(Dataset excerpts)
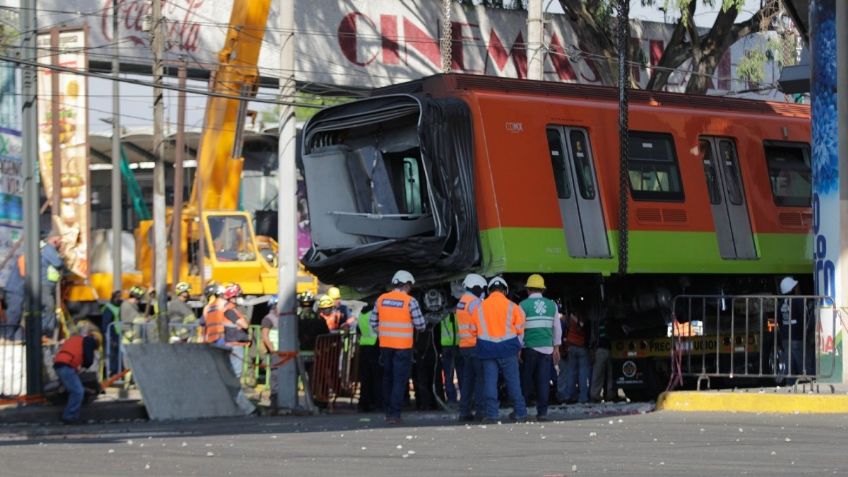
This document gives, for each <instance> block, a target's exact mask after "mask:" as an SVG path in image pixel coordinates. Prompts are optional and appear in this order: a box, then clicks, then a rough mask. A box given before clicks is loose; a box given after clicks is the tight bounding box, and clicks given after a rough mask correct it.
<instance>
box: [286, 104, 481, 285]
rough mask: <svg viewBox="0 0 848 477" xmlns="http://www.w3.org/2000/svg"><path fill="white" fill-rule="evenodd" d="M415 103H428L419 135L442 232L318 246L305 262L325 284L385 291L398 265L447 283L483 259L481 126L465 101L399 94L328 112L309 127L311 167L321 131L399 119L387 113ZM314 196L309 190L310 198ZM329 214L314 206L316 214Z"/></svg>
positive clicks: (416, 276)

_WHAT TO WORK ON_
Return the data word for word without its pictures.

_ANSWER SECTION_
This document gives, for each <instance> block, a target's exact mask after "mask:" as an SVG path in image pixel coordinates. Prompts are optional and appear in this order: a box, then clicks, then a rough mask. A box given before clicks is loose; a box given after clicks is the tight bounding box, and clicks given after a rough mask correct it.
<instance>
box: [286, 104, 481, 285]
rough mask: <svg viewBox="0 0 848 477" xmlns="http://www.w3.org/2000/svg"><path fill="white" fill-rule="evenodd" d="M415 103H428L419 135L442 232L318 246L305 262L325 284L385 291L398 265L447 283L483 259L481 126L465 101L399 94L328 112L309 127L311 167L321 131L399 119L387 113ZM314 196L309 190L310 198ZM329 214L314 206L316 214Z"/></svg>
positive clicks: (416, 276)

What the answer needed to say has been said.